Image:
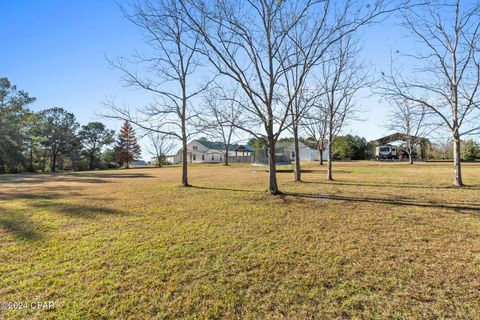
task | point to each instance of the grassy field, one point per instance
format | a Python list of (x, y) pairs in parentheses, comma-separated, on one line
[(382, 241)]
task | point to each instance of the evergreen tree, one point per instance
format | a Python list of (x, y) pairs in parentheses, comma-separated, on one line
[(127, 148), (94, 136), (58, 130), (13, 116)]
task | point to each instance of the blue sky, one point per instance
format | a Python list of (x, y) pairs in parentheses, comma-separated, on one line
[(56, 49)]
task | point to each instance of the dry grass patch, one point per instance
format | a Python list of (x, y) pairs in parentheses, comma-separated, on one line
[(383, 241)]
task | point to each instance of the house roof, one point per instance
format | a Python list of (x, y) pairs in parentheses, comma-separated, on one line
[(216, 145), (401, 137), (245, 148)]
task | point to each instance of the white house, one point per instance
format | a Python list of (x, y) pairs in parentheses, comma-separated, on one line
[(204, 151), (307, 153)]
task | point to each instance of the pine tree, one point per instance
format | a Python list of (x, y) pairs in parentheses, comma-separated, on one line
[(127, 148)]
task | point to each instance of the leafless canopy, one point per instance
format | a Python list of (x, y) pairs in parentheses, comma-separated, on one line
[(446, 73)]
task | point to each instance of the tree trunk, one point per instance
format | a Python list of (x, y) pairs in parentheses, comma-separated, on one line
[(298, 169), (330, 145), (91, 162), (273, 186), (329, 165), (457, 164), (184, 162), (320, 152), (410, 154), (226, 155), (31, 159), (53, 163)]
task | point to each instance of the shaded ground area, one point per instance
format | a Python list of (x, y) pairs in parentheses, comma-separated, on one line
[(383, 241)]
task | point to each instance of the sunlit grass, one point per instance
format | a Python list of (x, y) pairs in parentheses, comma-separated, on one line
[(383, 241)]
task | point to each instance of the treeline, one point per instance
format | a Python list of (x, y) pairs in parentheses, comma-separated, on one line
[(346, 147), (52, 139)]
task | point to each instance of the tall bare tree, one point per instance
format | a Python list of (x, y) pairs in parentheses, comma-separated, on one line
[(446, 78), (169, 69), (410, 120), (222, 117), (245, 43), (160, 146), (342, 76), (314, 124)]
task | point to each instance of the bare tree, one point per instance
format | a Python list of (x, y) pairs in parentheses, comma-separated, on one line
[(447, 78), (160, 146), (342, 76), (244, 41), (222, 118), (170, 67), (410, 120), (314, 124)]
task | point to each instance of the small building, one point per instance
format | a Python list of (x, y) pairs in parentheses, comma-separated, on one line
[(285, 153), (205, 151), (420, 142)]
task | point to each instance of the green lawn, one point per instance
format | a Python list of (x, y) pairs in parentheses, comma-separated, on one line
[(382, 241)]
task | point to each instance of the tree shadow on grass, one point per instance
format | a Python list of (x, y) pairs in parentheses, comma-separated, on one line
[(391, 185), (20, 222), (75, 210), (71, 177), (223, 189), (19, 225), (459, 207)]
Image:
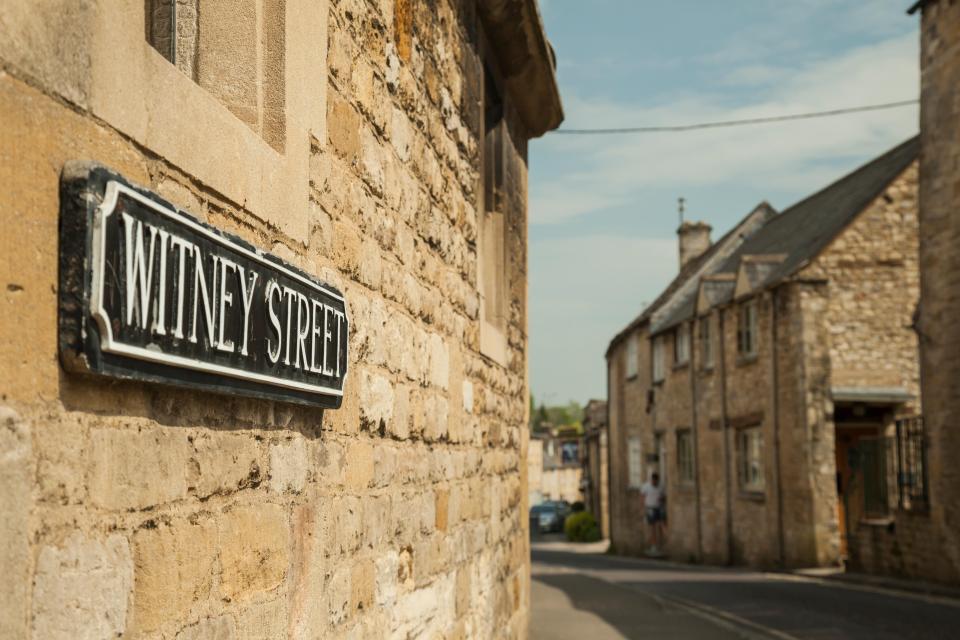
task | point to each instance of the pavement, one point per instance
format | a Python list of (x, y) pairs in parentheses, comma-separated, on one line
[(579, 592)]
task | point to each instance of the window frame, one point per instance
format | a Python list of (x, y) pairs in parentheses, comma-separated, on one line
[(750, 442), (657, 360), (707, 355), (633, 356), (686, 457), (634, 462), (747, 329), (681, 337)]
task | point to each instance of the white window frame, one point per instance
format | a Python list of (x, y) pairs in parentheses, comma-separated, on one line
[(747, 329), (657, 360), (681, 345), (633, 356), (634, 462), (750, 465), (686, 457), (706, 342)]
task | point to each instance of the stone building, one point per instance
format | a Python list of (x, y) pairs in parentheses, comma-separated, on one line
[(595, 466), (772, 382), (561, 471), (377, 148)]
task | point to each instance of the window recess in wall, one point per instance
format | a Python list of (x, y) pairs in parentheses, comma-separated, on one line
[(686, 468), (681, 345), (232, 48), (492, 249), (747, 329), (750, 472)]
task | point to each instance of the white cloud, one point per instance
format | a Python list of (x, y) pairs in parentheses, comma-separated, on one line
[(612, 170)]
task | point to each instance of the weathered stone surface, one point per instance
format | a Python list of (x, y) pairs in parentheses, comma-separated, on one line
[(254, 550), (137, 468), (213, 516), (81, 588), (14, 521), (289, 466), (174, 571)]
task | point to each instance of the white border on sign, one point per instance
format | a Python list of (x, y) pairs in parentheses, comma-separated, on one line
[(107, 342)]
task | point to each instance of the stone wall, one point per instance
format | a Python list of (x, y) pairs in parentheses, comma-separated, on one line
[(627, 406), (843, 321), (936, 532), (144, 511)]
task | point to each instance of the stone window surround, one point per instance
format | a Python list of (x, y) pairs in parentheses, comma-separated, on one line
[(685, 480), (741, 434), (707, 343), (492, 257), (681, 348), (657, 363), (147, 99), (747, 335), (634, 462)]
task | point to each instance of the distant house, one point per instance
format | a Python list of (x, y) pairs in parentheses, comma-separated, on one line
[(773, 381)]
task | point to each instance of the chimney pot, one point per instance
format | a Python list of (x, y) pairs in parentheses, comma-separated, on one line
[(694, 240)]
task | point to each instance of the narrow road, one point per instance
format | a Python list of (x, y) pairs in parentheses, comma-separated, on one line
[(580, 595)]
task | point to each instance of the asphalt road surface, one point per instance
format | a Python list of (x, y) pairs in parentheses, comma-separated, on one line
[(581, 596)]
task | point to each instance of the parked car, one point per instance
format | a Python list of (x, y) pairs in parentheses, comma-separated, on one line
[(549, 516)]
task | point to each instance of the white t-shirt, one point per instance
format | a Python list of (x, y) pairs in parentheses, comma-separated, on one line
[(652, 495)]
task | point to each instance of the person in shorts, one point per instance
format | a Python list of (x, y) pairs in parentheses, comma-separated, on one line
[(654, 501)]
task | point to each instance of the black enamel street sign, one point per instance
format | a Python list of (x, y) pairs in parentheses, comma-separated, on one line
[(149, 292)]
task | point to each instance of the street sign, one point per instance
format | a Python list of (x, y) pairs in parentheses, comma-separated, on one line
[(148, 292)]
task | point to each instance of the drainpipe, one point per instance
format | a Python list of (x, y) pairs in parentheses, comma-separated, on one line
[(726, 439), (781, 543), (696, 439)]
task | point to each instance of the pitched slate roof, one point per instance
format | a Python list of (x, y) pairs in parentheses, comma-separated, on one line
[(801, 232)]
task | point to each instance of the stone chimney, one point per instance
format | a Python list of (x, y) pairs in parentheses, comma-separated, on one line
[(694, 240)]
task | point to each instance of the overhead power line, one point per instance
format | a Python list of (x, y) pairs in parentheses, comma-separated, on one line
[(740, 123)]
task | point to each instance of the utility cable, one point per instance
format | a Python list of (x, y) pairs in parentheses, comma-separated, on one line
[(738, 123)]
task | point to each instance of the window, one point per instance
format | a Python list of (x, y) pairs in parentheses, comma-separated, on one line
[(658, 359), (685, 456), (747, 329), (681, 345), (237, 56), (633, 346), (911, 464), (493, 227), (634, 463), (750, 459), (706, 342)]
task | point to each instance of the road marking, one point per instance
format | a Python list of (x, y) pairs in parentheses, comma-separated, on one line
[(890, 592), (724, 618)]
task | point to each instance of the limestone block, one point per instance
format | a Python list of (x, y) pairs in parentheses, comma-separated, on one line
[(224, 462), (359, 471), (81, 590), (220, 628), (338, 595), (15, 505), (362, 584), (174, 570), (137, 469), (386, 567), (289, 466), (376, 401), (262, 620), (254, 549)]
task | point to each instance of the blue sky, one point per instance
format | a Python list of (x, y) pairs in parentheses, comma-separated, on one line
[(603, 209)]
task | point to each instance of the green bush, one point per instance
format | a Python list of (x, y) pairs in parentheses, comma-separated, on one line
[(581, 527)]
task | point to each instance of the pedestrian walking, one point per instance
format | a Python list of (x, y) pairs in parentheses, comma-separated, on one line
[(654, 500)]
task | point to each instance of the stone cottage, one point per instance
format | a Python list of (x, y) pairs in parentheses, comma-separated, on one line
[(204, 482), (772, 383)]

# WHAT NEEDS TO BE DONE:
Copy out, unchanged, every line of the data from the line containing "task | point to each instance of the pedestrian" up to and including the last line of the data.

# RESPONSE TO THE TASK:
task | point to each instance of the pedestrian walking, one point per instance
format | a Python list of (x, y) pairs in parentheses, comma-separated, on one line
[(654, 500)]
task | point to each instance of the stone cottage, one point per instance
format | a Python list of (x, y) pairs in parentheses, comma-separated, on one line
[(204, 482), (772, 383)]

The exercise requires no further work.